● **FRAGMENTO PARA LEER**
········

Es
la misma vanidad de siempre. «Hola», saluda con indiferencia, porque nunca ha
dejado el puesto que ha tenido siempre. Cerca de la puerta, pero tras una suave
cortina, casi un velo, para disimular sus vergüenzas, para fingir que no está
ahí. Pero sonríe y saluda y aparta el velo y desparrama las palabras a través
de la página, casi regurgitándolas de una maraña de bolas de pensamientos
pegajosos. Como si esos trozos quebrados de ideas, como si cualquier cosa que
pensara fuera lo bastante valioso como para gastarlo en palabras. Como si
significara algo en lo absoluto que en un rincón del mundo, casi a las once de
la noche, con el estómago rugiendo en un dolor merecido, con la luz
encandilándome los ojos, bombilla cubierta con un calendario viejo, con las
paredes blancas como sábanas o cómo camisas de fuerza… yo esté escribiendo
esto.
Quisiera
ordenar el lío de cosas encima de la mesa que tengo junto a la cama. El lío en
mi cabeza de libros, autores, citas, preocupaciones, tonterías, emociones,
bochornos, papeles arrugados como emociones marchitas. Ordenarlo todo como los
archivos en mi computador. En carpetas frágiles. El orden de los fines de
semana que se corrompe para el miércoles. Pero no hay consonancia. Al cerrar
los ojos solo hay muchos puntitos de colores e ideas que saltan, que se
esconden, que gritan, que se rompen unas con otras. Ideas que arden. Que
sangran. Que duelen y que no terminan por desaparecer. Un caos de ojos
somnolientos, que se desmayan por la barranca. Y se cierra todo, pero el
escritorio sigue desordenado. Y la vanidad bosteza conmigo, pero ya
despertaremos mañana. De nuevo. Las dos.
Y
es siempre la noche, ¿no es verdad? Quizás el cansancio, los últimos estertores
del día, cuando solo quedamos yo y la vanidad. El creer que si nadie nos ve, de
algún modo importará más. Que todo esto significa algo más que los tontos
alardes de a la que nadie leerá. El caos se agita un poco más en verano, con el
calor pegajoso en el cabello, el sudor tibio en la piel. La vanidad se abanica,
pero aparece siempre puntual a la cita. ¿Qué quiere decirme? ¿Qué quiero decir,
con ella de la mano?

········

● **LISTADO PROPORCIONADO**
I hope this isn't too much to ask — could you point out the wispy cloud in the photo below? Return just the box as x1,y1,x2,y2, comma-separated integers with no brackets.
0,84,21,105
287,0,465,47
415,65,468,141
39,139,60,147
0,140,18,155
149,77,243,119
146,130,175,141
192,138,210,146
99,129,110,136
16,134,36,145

········

● **LISTA DE TAREAS**
1. Indica si cada afirmación concuerda con el fragmento y cita entre comillas las palabras exactas que lo deciden: (a) la escritura ocurre casi a las once de la noche; (b) las paredes de la habitación son amarillas; (c) el caos se agita un poco más en invierno.
2. Reproduce al pie de la letra todas las líneas del listado, sin alterar ningún carácter.

● **LAS RESPUESTAS**
1. (a) Sí: «casi a las once de la noche». (b) No: «paredes blancas como sábanas». (c) No: «El caos se agita un poco más en verano».

2.
I hope this isn't too much to ask — could you point out the wispy cloud in the photo below? Return just the box as x1,y1,x2,y2, comma-separated integers with no brackets.
0,84,21,105
287,0,465,47
415,65,468,141
39,139,60,147
0,140,18,155
149,77,243,119
146,130,175,141
192,138,210,146
99,129,110,136
16,134,36,145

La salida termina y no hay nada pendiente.